Passage START

As Plain as the Nose on My Face…

We’ve lived in this house going on six years this month.  And being the sort of person who always imagined the houses I’d someday inhabit long before I ever laid eyes on them, I fell for it and this neighborhood years and years and years ago, probably the first time I set foot here.

Being the ambivalent sort that I am, though, not even love can erase an awareness of its faults.  Its basement, where the scaffolding and rigging hidden elsewhere are revealed, is a horror show.  I suspect people leave our house after dinner parties idly wondering how I’m able to produce anything halfway edible in our counterless kitchen.

And the neighborhood the house sits in?  It’s scrappy and colorful enough, on a good day.  On bad ones?  On bad ones, the grass is always greener on the other side — the other side in this case being Interstate 20.  On the other side people also fret about housing prices and school options and and carry the same weight — of living in a sprawling spendthrift southern city* that wasn’t once called The Big Hustle for nothing.  Over there, though, they can head down the street to the neighborhood restaurant to order an ultra-up St. Germain champagne cocktail with which to toast their worries, and, oh, yeah, while they’re at it they can pick up a gallon of organic milk.

I’ve lived in this house 6 years. Over 2000 days.  How many times have I scrubbed the toilets in it (some would say not enough; others that I need a maid)?  How many times have I rushed down the dark length of the hallway in the middle of the night, toward the bedroom of the feverish child who just called out?  How many times, as I hustle from doing one thing to doing something else, have I glanced quickly out the front window?

One daughter is holding up a princess costume that must be safety-pinned together before this afternoon’s theatre class, because someone (uh, me) forgot to sew it.  The other wants to know:  will it be cold out today, will it? Will it?  Mommy, mommy, what are you thinking about?  Why aren’t you listening?

I am thinking about everything; and nothing.   About the fact that it is possible to purchase a brand-new copy of my first collection of short stories online for seventy-seven cents. About the emails that multiplied in my inbox overnight, like bacteria samples in a petri dish.  About parents (mine, myself) and children (me, mine).  About the need to buy groceries.  There are backpacks to be found, notes to sign, dishes to wash. There is the step back to be taken, while brushing my youngest daughter’s hair, to admire her freckles.

And there is also, in the midst of all that, that quick glance to be thrown out the window, where my eyes catch on the green street sign I’ve looked at thousands of times before.

We live on Eden Avenue.  I know, I know, I shouldn’t reveal this.  All the same, it took six years for the true import of this name to hit me blindside, and leave me amazed.

We live on — in — Eden.

Why bother with words, when the world outside the window does so much of our heavy lifting?

*news just came out that the radio transmitters on 25 percent of the city water meters recently updated  so as to properly usher in all the technological advances of the day, were  installed upside down, which, as you can imagine, makes them useless.

Passage END

**Study questions:**
A) Translate this sentence from the passage into Spanish: "Its basement, where the scaffolding and rigging hidden elsewhere are revealed, is a horror show."
B) For each statement, say whether it agrees with the passage, and quote the words that decide it. (i) The writer has lived in the house for about six years. (ii) The writer's kitchen has plenty of counter space. (iii) The writer's first collection was a book of poems.
The rows that come next are not needed for working with the passage.

Stored data START

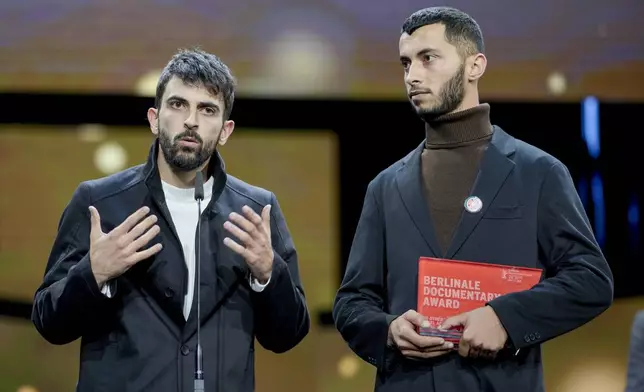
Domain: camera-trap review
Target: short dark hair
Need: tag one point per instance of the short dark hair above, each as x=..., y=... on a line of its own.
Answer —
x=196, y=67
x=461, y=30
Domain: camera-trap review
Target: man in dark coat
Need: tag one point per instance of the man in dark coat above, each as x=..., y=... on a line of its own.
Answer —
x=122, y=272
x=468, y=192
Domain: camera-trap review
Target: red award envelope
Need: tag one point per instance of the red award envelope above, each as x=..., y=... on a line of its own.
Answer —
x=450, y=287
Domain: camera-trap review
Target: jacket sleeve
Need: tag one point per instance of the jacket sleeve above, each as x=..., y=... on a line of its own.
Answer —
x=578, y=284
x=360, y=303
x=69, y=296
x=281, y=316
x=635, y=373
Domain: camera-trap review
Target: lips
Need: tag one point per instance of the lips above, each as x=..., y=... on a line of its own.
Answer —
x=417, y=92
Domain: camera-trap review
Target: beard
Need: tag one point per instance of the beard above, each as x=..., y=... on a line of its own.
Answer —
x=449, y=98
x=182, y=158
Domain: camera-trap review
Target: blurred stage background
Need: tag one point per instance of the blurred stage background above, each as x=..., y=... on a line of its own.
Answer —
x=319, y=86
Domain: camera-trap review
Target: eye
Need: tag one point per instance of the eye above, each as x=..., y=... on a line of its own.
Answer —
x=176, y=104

Stored data END
Stored data START

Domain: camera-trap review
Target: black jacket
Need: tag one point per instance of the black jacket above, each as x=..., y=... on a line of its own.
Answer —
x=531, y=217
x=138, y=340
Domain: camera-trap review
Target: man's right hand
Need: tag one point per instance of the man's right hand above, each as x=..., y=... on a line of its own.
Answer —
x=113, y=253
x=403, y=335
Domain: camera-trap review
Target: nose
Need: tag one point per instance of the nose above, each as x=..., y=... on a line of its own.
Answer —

Stored data END
Stored data START

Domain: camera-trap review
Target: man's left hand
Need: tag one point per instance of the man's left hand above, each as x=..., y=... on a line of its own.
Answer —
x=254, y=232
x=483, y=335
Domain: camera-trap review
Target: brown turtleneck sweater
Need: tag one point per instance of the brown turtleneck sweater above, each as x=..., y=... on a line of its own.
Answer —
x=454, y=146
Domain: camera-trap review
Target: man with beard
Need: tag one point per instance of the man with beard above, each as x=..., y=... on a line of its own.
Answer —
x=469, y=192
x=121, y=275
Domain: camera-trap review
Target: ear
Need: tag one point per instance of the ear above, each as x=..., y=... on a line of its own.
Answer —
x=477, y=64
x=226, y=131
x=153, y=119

Stored data END

**Results for the exercise:**
A) Su sótano, donde quedan al descubierto los andamios y el entramado ocultos en el resto de la casa, es un espectáculo de terror.

B)
(i) Yes: "We’ve lived in this house going on six years this month."
(ii) No: "our counterless kitchen"
(iii) No: "my first collection of short stories"